[Entries from a pointing dataset]
● ● ● ● ● ● ●
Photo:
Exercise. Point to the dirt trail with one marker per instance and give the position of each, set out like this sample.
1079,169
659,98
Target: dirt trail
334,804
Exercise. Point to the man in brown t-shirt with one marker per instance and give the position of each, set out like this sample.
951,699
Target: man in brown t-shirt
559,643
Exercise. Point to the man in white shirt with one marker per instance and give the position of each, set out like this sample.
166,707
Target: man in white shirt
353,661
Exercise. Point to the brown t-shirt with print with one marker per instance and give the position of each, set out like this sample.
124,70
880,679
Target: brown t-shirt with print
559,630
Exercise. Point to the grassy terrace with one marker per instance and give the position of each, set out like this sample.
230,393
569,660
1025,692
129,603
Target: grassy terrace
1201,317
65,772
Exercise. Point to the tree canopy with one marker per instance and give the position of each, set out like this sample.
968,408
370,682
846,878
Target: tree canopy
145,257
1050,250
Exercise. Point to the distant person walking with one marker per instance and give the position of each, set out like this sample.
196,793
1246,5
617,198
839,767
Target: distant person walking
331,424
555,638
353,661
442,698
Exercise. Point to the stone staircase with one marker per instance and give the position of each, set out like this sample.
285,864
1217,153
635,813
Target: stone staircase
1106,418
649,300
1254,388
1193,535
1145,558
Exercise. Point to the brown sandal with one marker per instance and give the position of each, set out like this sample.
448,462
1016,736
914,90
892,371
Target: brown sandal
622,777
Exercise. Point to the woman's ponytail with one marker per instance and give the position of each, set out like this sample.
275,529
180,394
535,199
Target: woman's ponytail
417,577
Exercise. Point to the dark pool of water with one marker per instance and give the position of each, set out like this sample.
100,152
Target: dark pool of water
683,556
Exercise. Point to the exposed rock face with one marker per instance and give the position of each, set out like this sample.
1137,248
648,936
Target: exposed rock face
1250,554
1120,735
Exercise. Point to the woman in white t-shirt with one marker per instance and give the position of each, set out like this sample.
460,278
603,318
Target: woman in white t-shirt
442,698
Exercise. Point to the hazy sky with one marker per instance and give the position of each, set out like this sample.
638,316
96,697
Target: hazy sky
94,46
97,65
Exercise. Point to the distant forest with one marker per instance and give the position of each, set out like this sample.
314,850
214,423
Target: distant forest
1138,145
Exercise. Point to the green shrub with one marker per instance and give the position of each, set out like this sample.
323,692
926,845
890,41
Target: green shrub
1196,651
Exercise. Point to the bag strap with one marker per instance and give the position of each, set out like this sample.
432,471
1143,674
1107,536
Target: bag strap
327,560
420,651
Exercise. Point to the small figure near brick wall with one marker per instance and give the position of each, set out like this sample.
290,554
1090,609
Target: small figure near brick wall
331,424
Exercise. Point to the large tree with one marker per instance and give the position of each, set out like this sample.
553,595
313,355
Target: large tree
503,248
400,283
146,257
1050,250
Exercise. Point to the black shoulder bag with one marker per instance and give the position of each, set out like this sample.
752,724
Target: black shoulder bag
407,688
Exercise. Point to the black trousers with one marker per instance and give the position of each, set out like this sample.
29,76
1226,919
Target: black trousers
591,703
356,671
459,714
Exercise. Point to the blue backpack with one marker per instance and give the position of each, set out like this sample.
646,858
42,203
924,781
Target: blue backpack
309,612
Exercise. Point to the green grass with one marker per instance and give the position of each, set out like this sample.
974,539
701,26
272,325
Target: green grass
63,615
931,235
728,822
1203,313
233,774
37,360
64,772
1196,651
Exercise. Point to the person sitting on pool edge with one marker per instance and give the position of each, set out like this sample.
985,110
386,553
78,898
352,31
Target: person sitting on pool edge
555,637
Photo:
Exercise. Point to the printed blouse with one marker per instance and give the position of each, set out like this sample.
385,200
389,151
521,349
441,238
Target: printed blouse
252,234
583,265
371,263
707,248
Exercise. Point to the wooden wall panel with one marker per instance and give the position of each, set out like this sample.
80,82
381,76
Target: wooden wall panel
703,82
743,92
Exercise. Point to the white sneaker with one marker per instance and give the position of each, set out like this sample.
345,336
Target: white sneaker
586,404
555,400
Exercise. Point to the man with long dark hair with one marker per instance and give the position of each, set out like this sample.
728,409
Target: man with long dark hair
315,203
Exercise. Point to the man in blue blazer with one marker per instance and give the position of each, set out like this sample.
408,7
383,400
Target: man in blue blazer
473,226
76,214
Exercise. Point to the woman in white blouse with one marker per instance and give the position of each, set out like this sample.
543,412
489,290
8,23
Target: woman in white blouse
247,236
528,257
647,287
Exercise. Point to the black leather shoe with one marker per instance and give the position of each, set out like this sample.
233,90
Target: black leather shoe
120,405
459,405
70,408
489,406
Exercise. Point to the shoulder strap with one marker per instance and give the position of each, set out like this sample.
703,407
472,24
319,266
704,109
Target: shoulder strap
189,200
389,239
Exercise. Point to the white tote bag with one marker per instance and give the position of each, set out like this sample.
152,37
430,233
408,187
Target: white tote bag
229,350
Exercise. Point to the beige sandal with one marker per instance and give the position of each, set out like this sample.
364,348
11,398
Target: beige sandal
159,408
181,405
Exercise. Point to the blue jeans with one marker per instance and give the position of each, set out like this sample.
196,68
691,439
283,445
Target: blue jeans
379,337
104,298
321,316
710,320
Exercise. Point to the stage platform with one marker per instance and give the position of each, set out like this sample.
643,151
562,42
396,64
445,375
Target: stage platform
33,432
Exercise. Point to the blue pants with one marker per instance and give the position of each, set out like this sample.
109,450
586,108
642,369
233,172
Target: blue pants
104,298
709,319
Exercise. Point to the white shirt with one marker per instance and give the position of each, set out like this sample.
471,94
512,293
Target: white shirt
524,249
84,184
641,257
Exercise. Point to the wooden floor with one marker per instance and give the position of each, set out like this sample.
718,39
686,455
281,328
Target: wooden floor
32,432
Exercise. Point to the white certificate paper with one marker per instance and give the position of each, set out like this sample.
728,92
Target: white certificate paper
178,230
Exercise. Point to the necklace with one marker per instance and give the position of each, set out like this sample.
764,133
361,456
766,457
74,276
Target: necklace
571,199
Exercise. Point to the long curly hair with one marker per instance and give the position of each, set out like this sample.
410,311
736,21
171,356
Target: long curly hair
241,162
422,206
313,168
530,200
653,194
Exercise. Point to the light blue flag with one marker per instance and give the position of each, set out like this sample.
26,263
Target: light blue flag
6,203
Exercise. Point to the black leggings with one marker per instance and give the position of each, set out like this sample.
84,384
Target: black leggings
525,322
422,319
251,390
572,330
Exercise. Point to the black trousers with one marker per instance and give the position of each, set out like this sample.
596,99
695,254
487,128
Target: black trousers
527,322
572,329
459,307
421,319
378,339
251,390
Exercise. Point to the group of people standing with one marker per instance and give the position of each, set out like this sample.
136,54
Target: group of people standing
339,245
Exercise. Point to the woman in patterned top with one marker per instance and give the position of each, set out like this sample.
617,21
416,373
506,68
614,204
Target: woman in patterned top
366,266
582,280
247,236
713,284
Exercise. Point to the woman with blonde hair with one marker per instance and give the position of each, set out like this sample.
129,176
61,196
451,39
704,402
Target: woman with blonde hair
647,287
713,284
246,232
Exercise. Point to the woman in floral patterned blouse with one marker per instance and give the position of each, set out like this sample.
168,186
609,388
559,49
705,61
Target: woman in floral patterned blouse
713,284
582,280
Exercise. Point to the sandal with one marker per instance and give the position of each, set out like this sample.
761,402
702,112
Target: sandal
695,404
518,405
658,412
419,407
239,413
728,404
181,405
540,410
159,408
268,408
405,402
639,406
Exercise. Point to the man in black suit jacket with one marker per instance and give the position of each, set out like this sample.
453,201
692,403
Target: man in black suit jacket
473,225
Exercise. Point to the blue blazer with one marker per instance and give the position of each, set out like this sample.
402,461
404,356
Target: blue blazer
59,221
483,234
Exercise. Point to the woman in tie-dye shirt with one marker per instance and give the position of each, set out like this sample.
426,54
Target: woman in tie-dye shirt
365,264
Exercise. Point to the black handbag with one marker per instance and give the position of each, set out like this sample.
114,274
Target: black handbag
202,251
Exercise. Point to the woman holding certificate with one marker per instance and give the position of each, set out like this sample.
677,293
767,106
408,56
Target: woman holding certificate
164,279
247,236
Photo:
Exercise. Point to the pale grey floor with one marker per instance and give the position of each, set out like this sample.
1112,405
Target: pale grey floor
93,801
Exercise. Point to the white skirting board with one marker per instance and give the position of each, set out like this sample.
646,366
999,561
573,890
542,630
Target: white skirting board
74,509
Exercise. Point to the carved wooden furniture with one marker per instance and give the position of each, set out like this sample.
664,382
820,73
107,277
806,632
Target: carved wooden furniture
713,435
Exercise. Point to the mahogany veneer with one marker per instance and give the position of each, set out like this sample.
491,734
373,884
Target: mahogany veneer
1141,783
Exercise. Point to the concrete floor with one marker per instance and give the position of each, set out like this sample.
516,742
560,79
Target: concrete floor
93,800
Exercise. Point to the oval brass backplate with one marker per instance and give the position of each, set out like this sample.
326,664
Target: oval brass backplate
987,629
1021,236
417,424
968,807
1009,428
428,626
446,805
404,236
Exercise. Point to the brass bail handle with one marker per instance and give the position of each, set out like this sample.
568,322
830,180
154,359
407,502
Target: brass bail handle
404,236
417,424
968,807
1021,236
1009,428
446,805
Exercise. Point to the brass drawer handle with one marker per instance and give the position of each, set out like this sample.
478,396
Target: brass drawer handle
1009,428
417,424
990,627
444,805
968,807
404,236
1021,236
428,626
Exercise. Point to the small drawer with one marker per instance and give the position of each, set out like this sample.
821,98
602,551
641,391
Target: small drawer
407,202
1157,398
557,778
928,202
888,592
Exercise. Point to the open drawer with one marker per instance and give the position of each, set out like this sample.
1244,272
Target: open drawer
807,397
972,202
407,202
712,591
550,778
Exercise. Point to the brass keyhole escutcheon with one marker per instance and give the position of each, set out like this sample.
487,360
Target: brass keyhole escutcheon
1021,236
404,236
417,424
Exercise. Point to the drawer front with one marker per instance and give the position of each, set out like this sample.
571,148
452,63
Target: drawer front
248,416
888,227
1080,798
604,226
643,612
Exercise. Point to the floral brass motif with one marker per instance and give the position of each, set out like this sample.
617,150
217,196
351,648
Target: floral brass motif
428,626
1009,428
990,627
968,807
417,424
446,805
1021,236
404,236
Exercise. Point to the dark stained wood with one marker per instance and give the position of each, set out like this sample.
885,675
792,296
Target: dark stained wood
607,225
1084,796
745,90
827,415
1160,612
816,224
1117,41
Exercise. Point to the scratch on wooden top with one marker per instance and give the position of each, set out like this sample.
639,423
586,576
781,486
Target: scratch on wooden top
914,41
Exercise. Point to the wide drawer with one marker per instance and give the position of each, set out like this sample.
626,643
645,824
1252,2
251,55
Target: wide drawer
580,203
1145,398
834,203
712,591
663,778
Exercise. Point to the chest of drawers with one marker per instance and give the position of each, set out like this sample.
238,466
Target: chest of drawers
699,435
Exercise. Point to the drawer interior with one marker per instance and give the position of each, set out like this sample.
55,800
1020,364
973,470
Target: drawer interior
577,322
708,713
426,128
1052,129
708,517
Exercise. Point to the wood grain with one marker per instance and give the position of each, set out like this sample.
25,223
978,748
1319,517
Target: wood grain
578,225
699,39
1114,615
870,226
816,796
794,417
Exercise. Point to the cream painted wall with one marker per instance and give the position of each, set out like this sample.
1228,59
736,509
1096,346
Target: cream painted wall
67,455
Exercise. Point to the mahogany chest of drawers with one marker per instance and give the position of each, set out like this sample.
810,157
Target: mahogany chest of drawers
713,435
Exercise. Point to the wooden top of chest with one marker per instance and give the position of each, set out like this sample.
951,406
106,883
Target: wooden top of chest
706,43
● ● ● ● ● ● ●
**Problem to solve:** Each line from the one containing "Exercise. Point to the chest" through the end of the entries, both included, is to be returned exactly, with no other lines.

**Answer for this exercise:**
Exercise. Point to the chest of drawers with one marker per instance and give the position of each, set out like this sample.
238,466
Target: chest of drawers
699,435
Exercise. Point to the drawer interior with one marker per instance and give the position of each, set out like this sample.
55,800
1020,364
973,470
Target: drawer interior
577,322
708,713
426,128
1052,129
708,517
Exercise. Point to the wood grain with one marker per instance and give the position of each, set out like this sample.
25,223
978,748
1319,517
Target: wood grain
578,225
699,39
1114,615
870,226
816,796
794,417
Exercise. Point to the cream painted wall with one marker per instance and give the position of each, set out like this sample.
1228,59
736,509
1096,346
Target: cream painted wall
67,455
Exercise. Point to the mahogany chest of drawers with one marker per instance and give the position of each, set out like this sample.
810,157
Target: mahogany chest of drawers
713,435
Exercise. Point to the wooden top of chest with one marker per instance and give the position of each, set out like this sample.
951,406
106,883
Target: wooden top of chest
706,43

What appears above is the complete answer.